[Exercise objective] Express every line of the rows below as a Markdown table with the columns No. and Line. Number each line in order and skip any blank lines.

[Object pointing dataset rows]

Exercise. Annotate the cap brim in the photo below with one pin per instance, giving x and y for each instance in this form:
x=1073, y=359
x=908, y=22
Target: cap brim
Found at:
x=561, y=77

[Completed exercise]
| No. | Line |
|---|---|
| 1 | Exercise. Annotate the cap brim in the photo below with one pin per instance, giving x and y for each instance in this form: |
| 2 | x=1073, y=359 |
| 3 | x=908, y=22 |
| 4 | Target: cap brim |
| 5 | Found at: |
| 6 | x=561, y=77 |